Dataset excerpt
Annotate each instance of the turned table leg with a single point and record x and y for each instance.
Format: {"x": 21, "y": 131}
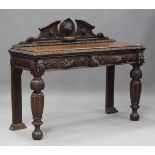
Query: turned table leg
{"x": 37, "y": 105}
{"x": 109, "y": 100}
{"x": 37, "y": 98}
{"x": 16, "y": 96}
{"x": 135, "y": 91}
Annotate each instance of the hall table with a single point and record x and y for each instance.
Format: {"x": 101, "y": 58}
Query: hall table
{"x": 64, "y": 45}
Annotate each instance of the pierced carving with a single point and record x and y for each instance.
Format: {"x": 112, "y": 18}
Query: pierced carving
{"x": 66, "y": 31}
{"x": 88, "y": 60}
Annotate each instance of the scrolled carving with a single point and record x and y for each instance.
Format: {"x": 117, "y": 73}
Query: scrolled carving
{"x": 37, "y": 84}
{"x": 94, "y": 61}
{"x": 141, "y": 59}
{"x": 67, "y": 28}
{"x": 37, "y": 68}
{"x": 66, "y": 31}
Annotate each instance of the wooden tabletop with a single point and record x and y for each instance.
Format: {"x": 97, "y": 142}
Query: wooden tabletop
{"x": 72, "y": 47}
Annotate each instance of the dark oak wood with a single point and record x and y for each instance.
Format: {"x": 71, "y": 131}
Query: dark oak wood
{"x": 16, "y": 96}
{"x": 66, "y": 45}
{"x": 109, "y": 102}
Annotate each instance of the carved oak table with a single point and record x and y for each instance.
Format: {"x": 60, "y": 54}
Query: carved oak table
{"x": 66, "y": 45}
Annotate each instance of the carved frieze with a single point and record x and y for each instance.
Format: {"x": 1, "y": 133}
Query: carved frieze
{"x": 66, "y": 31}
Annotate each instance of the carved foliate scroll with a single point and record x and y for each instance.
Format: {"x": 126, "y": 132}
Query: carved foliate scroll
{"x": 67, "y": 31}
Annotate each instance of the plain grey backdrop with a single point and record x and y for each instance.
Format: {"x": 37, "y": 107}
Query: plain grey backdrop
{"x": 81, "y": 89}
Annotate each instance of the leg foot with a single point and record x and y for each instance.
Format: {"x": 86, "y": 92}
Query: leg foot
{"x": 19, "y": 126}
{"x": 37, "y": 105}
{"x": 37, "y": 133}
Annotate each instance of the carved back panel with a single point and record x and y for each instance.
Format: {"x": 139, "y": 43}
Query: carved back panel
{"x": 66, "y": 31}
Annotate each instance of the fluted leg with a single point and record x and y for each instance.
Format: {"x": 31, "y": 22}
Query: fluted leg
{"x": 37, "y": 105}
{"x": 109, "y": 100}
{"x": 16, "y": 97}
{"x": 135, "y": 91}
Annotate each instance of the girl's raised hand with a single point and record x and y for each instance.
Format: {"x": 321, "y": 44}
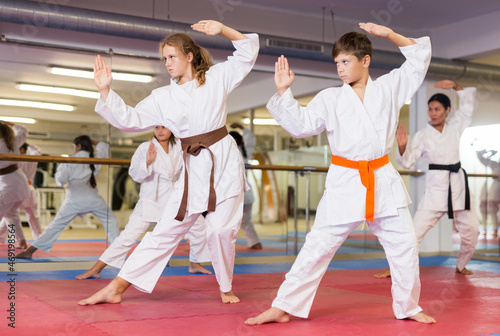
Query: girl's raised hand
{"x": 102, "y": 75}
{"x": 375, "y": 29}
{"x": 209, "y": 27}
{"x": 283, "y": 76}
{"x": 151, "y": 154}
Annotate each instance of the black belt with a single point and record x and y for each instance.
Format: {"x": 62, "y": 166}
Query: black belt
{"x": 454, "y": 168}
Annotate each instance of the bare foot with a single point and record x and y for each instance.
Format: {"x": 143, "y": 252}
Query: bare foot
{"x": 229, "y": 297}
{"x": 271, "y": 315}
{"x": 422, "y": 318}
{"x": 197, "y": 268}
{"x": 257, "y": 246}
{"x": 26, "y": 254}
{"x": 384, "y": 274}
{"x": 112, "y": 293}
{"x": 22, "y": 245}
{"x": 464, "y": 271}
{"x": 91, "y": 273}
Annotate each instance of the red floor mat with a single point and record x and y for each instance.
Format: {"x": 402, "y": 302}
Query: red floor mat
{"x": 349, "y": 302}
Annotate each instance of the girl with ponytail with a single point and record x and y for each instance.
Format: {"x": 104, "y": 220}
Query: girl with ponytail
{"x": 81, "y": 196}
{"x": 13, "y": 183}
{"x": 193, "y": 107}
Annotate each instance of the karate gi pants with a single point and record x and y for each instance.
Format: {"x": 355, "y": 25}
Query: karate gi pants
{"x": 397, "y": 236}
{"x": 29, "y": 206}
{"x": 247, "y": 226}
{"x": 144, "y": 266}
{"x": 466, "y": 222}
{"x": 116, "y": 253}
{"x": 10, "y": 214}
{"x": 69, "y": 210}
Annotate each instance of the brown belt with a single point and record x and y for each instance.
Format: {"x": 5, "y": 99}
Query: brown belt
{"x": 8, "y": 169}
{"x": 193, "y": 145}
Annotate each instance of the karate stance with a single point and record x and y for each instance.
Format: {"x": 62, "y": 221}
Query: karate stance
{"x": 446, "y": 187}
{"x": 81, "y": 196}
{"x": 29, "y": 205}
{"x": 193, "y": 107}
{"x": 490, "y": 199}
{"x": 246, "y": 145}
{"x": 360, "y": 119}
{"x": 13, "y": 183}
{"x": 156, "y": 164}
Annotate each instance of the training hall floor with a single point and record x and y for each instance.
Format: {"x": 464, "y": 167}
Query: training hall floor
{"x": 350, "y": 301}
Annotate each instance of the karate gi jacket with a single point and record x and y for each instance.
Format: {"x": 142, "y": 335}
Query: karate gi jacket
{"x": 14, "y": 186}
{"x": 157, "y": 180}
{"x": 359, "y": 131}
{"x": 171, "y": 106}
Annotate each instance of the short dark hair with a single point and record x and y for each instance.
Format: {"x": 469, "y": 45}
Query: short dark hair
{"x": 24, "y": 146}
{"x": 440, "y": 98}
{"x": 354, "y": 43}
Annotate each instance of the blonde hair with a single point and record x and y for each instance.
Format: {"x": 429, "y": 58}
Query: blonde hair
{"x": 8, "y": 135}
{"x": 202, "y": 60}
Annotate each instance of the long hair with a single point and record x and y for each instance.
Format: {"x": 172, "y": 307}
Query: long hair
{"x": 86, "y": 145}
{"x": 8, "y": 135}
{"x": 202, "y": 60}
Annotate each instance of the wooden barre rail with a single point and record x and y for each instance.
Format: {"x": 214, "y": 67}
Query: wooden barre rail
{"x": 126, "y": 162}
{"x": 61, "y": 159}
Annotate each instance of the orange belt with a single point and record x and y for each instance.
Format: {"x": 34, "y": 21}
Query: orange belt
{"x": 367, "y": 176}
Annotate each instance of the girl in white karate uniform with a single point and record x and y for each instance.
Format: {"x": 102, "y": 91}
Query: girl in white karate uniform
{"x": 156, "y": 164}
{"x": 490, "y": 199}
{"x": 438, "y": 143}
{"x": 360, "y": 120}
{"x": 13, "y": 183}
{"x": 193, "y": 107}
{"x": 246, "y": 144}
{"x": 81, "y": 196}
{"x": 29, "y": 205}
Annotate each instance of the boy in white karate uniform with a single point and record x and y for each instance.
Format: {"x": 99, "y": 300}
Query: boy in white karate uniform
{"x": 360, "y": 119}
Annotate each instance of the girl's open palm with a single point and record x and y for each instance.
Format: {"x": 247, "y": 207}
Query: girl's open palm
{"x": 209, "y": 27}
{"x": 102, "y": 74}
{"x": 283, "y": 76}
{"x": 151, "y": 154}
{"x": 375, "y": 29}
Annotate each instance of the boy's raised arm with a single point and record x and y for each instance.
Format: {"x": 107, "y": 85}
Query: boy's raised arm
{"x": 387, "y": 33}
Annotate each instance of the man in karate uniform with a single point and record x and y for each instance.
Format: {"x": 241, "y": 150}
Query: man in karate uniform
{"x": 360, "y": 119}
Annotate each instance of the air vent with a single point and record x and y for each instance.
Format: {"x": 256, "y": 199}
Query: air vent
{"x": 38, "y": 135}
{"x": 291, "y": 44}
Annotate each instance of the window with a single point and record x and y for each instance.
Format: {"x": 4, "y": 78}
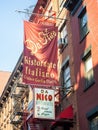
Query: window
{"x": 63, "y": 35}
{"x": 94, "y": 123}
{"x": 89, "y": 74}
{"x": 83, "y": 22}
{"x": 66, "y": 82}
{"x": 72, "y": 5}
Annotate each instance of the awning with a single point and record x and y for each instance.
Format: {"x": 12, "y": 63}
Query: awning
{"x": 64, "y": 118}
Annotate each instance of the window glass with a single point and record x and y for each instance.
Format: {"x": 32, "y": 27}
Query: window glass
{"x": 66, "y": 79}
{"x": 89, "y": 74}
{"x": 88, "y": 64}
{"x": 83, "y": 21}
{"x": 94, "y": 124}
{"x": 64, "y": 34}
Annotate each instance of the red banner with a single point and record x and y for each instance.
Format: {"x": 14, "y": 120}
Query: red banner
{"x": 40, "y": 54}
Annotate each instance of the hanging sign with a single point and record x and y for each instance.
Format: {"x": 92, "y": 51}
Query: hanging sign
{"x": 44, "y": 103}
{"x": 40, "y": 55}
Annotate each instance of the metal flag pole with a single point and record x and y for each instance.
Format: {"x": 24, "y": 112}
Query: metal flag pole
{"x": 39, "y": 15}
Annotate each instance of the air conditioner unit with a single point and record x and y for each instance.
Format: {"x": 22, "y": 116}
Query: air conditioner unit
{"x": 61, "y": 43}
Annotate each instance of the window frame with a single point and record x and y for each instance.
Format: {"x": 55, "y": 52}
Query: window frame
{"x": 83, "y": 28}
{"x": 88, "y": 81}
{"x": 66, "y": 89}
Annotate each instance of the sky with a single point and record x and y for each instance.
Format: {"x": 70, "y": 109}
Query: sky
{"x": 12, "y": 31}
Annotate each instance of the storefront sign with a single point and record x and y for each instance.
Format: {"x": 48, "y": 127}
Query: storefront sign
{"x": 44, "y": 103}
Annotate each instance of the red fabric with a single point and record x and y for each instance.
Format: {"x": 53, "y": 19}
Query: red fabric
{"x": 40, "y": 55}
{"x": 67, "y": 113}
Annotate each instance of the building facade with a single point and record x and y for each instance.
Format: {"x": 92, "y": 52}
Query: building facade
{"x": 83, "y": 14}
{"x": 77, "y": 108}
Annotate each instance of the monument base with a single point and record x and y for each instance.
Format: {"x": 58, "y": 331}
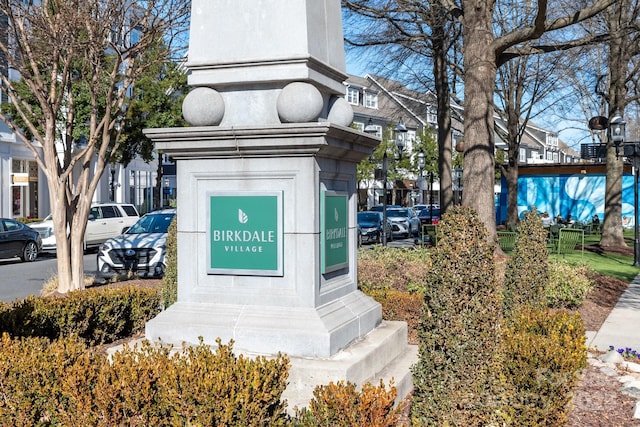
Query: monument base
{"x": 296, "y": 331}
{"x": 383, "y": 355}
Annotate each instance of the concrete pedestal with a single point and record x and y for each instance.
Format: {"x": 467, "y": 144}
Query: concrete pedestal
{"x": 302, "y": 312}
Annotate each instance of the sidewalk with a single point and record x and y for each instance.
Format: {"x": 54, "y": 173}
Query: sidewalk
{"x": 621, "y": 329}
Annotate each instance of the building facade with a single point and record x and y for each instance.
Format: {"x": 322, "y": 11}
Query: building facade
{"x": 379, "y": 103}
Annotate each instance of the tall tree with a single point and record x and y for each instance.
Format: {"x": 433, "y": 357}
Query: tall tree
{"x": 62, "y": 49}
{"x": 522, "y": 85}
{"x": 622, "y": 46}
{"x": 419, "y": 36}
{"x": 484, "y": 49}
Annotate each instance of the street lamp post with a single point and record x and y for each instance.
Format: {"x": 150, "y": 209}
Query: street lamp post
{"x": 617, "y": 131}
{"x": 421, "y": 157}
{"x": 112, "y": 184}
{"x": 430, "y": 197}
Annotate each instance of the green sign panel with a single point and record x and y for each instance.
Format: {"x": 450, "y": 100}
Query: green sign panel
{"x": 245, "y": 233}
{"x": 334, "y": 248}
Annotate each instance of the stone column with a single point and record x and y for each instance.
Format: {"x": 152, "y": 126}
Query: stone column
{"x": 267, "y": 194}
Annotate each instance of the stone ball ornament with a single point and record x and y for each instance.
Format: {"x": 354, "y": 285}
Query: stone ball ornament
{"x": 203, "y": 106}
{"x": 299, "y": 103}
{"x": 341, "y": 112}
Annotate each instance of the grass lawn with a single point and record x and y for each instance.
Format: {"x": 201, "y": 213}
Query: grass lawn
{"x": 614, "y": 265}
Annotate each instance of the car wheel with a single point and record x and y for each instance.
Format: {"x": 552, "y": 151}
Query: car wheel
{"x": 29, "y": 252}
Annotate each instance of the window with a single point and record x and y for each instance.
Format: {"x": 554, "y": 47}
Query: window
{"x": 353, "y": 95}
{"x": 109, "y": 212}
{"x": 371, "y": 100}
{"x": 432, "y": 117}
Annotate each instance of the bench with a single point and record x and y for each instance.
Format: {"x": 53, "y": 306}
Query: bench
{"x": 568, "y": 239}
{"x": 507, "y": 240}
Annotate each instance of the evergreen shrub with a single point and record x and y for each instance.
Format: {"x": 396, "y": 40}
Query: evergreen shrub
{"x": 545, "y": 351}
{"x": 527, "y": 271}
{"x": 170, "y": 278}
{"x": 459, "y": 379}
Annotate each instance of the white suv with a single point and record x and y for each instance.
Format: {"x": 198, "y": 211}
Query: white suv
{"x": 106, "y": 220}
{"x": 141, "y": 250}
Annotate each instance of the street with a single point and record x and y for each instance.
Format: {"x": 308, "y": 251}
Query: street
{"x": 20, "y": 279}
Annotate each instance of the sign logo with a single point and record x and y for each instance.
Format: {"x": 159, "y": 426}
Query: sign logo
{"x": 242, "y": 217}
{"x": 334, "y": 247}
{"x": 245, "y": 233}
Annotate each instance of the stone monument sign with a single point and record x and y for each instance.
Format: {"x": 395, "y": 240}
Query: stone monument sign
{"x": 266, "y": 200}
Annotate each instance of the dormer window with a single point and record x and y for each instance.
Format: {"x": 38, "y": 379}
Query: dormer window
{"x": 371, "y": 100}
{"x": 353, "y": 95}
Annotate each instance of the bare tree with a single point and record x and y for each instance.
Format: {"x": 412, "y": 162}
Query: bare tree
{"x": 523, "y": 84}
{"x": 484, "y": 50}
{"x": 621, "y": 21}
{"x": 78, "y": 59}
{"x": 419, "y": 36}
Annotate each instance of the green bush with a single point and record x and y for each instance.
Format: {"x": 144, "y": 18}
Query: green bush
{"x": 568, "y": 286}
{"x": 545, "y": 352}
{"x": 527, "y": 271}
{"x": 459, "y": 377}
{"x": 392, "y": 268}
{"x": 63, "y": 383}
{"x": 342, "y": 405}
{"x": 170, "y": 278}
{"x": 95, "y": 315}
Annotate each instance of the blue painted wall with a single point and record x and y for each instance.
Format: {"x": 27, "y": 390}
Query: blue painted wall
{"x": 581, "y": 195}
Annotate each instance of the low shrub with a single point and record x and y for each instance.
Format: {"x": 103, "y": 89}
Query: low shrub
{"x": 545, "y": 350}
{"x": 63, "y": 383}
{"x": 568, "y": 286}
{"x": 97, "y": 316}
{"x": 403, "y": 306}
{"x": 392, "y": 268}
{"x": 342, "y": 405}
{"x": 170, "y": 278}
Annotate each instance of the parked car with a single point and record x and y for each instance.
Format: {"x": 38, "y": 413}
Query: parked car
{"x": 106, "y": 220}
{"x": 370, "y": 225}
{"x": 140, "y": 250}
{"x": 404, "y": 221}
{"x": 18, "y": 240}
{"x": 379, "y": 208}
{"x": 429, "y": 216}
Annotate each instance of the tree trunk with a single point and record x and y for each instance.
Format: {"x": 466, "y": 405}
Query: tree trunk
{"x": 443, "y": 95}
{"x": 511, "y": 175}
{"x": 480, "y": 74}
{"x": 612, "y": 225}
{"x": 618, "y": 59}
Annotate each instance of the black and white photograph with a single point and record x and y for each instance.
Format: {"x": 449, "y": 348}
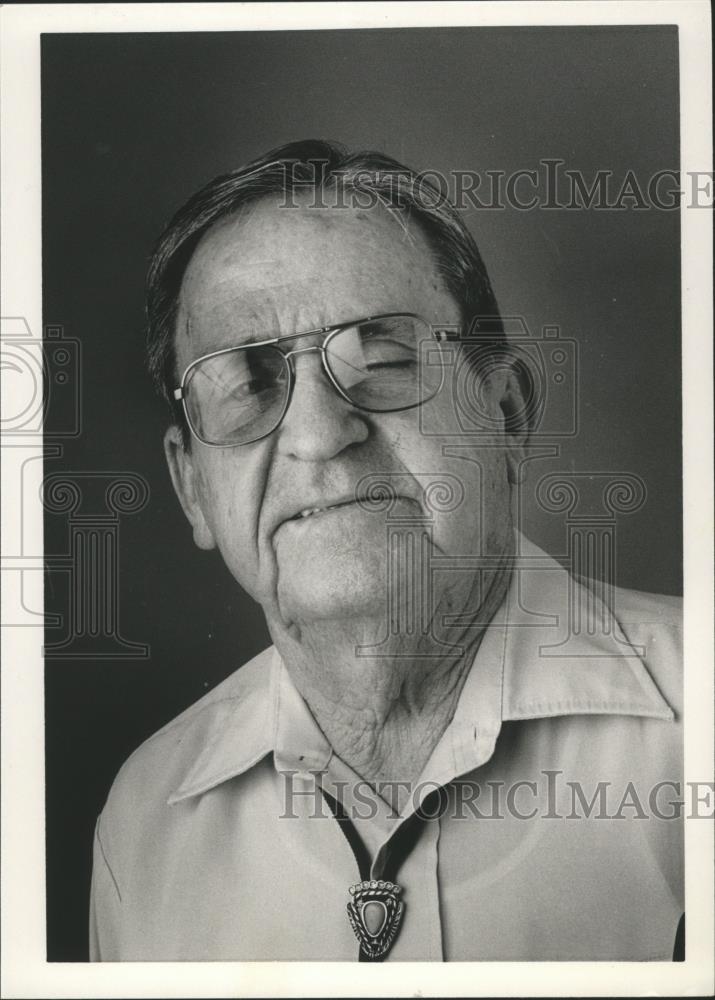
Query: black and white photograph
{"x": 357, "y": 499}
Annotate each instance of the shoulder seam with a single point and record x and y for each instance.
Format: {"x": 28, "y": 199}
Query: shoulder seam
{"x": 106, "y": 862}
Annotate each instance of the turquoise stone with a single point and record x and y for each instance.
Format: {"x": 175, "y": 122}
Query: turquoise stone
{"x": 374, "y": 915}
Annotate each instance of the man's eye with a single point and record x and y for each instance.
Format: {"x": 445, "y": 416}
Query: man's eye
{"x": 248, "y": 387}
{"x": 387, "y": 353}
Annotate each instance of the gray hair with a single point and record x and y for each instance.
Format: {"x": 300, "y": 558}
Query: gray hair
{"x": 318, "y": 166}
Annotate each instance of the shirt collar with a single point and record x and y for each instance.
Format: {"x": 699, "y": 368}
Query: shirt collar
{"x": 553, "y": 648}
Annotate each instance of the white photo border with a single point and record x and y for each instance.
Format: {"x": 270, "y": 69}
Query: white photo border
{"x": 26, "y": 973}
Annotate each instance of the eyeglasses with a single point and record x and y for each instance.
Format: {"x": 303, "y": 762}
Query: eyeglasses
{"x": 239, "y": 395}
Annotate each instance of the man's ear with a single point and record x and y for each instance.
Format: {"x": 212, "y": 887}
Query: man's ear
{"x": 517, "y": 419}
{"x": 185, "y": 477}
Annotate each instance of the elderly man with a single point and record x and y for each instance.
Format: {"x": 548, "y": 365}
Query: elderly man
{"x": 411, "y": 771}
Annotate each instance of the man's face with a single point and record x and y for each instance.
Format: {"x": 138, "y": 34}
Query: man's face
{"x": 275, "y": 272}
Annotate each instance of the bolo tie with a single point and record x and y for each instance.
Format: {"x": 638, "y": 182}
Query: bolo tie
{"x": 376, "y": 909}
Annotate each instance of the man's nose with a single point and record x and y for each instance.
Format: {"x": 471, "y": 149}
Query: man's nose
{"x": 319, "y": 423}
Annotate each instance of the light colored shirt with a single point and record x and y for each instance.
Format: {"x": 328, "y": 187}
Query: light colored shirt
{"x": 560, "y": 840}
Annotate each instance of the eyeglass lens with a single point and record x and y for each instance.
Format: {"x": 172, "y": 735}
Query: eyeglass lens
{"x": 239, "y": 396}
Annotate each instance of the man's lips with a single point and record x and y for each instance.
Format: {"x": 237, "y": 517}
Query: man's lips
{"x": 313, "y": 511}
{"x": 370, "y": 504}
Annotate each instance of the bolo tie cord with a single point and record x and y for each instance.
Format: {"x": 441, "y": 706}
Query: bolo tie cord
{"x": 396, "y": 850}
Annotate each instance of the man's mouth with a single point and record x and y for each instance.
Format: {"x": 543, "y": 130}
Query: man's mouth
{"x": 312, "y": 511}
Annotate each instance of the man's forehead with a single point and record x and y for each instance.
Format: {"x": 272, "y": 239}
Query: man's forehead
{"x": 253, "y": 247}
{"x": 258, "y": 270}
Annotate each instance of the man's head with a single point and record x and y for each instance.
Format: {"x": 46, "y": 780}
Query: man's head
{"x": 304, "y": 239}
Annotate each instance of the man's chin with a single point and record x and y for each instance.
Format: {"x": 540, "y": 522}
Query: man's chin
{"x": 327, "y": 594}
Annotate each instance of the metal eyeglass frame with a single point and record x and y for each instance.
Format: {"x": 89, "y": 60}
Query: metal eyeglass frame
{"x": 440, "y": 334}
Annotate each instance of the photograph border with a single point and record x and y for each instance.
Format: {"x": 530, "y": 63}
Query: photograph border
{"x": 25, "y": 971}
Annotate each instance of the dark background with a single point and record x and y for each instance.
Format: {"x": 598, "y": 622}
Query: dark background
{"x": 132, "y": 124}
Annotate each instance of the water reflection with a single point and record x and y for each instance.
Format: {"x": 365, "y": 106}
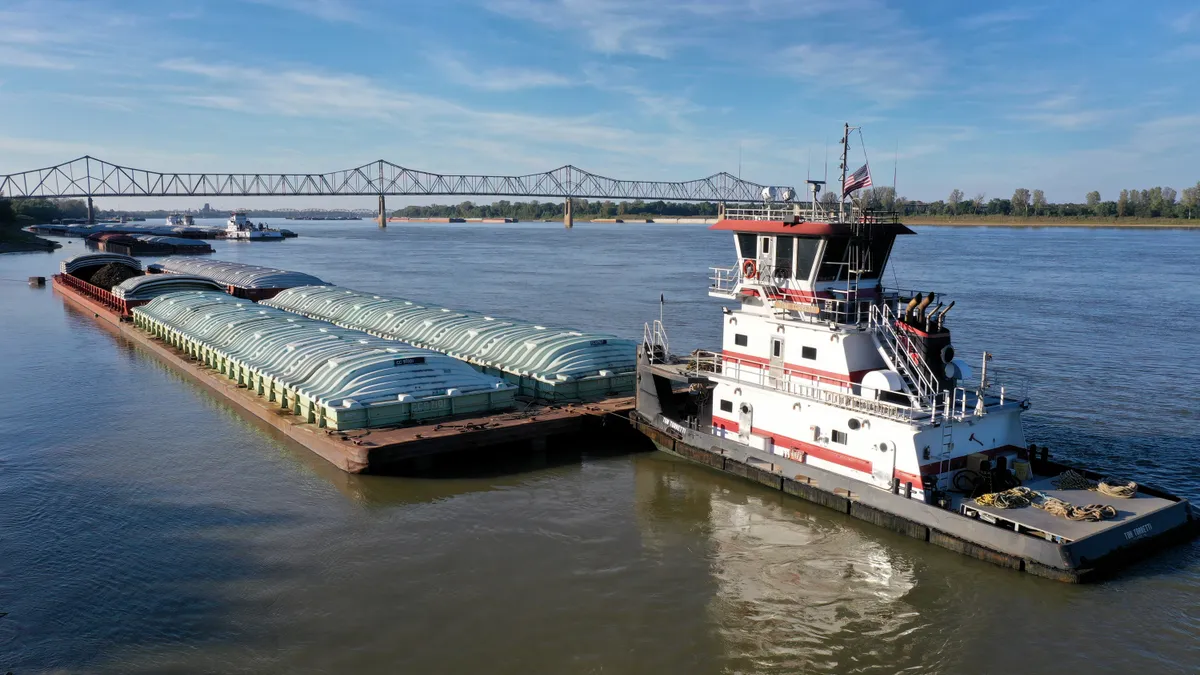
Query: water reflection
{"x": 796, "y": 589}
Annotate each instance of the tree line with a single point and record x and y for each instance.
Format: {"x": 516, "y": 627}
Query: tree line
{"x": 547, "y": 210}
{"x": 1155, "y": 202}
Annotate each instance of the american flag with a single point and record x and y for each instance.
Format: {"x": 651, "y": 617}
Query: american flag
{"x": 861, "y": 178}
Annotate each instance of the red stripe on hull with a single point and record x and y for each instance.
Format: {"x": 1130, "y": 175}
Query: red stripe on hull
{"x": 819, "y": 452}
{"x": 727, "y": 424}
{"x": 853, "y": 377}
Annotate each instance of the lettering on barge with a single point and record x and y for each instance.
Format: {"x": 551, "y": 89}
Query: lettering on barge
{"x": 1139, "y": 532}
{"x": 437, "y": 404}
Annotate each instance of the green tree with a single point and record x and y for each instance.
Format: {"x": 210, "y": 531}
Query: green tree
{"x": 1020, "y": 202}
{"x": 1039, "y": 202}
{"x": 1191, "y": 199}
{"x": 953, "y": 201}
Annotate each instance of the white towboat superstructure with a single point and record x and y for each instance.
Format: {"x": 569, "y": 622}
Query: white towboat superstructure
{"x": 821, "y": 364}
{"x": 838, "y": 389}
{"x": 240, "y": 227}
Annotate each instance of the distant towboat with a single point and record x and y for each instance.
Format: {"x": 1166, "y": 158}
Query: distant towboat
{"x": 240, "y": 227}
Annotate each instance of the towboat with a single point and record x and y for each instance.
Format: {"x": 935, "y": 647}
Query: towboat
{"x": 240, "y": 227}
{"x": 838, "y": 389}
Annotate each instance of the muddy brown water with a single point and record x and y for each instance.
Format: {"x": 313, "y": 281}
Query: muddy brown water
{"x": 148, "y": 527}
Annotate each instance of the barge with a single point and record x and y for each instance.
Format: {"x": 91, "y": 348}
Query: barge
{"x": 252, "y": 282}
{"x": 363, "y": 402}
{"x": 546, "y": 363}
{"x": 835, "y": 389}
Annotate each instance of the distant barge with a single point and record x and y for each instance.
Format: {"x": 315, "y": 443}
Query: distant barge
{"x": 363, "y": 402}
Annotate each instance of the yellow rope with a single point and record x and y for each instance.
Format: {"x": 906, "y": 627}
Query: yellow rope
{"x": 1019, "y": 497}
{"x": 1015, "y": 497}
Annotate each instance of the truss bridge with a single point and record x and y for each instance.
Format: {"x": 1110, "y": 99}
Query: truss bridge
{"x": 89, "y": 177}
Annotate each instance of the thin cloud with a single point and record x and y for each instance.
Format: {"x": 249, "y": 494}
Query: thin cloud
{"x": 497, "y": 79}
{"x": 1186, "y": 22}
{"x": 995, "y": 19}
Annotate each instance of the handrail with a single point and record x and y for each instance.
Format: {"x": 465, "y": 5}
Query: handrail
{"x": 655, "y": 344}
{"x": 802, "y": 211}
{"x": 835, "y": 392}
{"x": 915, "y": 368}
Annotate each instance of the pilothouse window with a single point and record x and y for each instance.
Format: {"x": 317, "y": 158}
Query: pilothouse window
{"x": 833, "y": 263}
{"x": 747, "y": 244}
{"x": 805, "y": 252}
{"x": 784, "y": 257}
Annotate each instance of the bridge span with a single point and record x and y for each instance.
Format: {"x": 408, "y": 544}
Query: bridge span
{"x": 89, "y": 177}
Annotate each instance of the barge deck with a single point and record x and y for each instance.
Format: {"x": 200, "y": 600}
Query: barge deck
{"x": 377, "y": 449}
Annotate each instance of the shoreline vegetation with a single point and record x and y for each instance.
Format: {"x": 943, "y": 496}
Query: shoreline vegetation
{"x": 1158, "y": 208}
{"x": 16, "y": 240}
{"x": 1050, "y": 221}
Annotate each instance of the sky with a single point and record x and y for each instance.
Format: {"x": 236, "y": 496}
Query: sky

### Exercise task
Extract the lines above from the one containing "Annotate each instance of the bridge" to the last line, both included, exactly as written.

### Response to the exercise
Annotate each instance of the bridge span with a single point and record x and y for each instance.
Format: {"x": 408, "y": 544}
Query: bridge span
{"x": 89, "y": 177}
Annotate each instance of the barge deck with a single point and record x and y for each instance.
Format: {"x": 200, "y": 600}
Query: barge deck
{"x": 377, "y": 449}
Annotate each instance of the shoreline vegetation with a single point and record x and y for each instance.
Format: {"x": 943, "y": 496}
Query: shoreline vegetation
{"x": 1158, "y": 208}
{"x": 16, "y": 240}
{"x": 1050, "y": 221}
Annotate each instance of the sky with a single point and record x and y for each instance.
Format: {"x": 236, "y": 496}
Query: sky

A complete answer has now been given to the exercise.